- Source document
------------------------------------------------------------------------
Monday, September 24, 2012

Red Dragon By Thomas Harris

This isn't the first time I'd read Red Dragon.

I got it in my head at age 19 to get a big-ass dragon tattooed on my back. It was my first tattoo and it promised to be a doozy, so I took my entire rent check and wandered down to Telegraph avenue in Berkeley, CA. I walked in, paid my money, and sat in the chair.

Getting poked for seven hours isn't exactly a lot of fun but somehow I endured. In between the controlled karate breathing and occasional reminders to myself to uncleeeeench, I finished the book. The story of a man who believes himself to be ugly and reinvents himself as a dark, majestic god deeply resonated with me then and it still does now.



As a wanna-be writer, re-reading Red Dragon deeply intimidated me.

Sooner or later, all modern psycho stories become police procedurals. You have to have some reasonable grasp on how law enforcement works. I'm a research monkey in general, but if a serial killer was operating on the scale and violence of Francis Dolarhyde, then a writer would have to account for the massive amounts of resources and expertise that would be turned toward his capture. Harris has a background in crime reporting and, like The Wire's David Simon, he uses that insider knowledge to enrich his story. When I think about replicating it, I imagine having to know the structures and methodologies of federal agencies, the science of forensic pathology, and all the other details that make these sorts of stories work.
------------------------------------------------------------------------
- Extracted records
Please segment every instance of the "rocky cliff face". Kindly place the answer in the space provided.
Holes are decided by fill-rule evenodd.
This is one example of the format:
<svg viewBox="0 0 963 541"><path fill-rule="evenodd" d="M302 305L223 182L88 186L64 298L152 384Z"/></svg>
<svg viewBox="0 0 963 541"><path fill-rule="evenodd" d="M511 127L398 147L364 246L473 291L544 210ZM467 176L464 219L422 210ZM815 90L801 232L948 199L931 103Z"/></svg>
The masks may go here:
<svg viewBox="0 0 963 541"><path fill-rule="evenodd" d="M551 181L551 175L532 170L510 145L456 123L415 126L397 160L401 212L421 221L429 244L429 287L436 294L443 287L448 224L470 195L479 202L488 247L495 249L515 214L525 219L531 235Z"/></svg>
------------------------------------------------------------------------
- The tasks
a) Answer these questions using the Red Dragon blog post, giving each answer on its own line with the matching mark.
(i) On which street was the writer's first tattoo done?
(ii) How many hours did the tattooing last?
(iii) What background does Harris have that enriches his story?
b) Rewrite the paragraph in the Red Dragon blog post that begins "Sooner or later, all modern psycho stories" more briefly, keeping its main facts.

- Answers to the tasks
a)
(i) Telegraph avenue in Berkeley, CA
(ii) Seven hours
(iii) Crime reporting

b) Modern psycho stories eventually turn into police procedurals, so a writer needs a reasonable grasp of how law enforcement works. A killer with the scale and violence of Francis Dolarhyde would draw massive resources and expertise toward his capture, and the writer has to account for that. Like The Wire's David Simon, Harris uses insider knowledge from his crime-reporting background to enrich his story. Replicating that would require knowing the structures and methods of federal agencies, the science of forensic pathology, and the other details that make such stories work.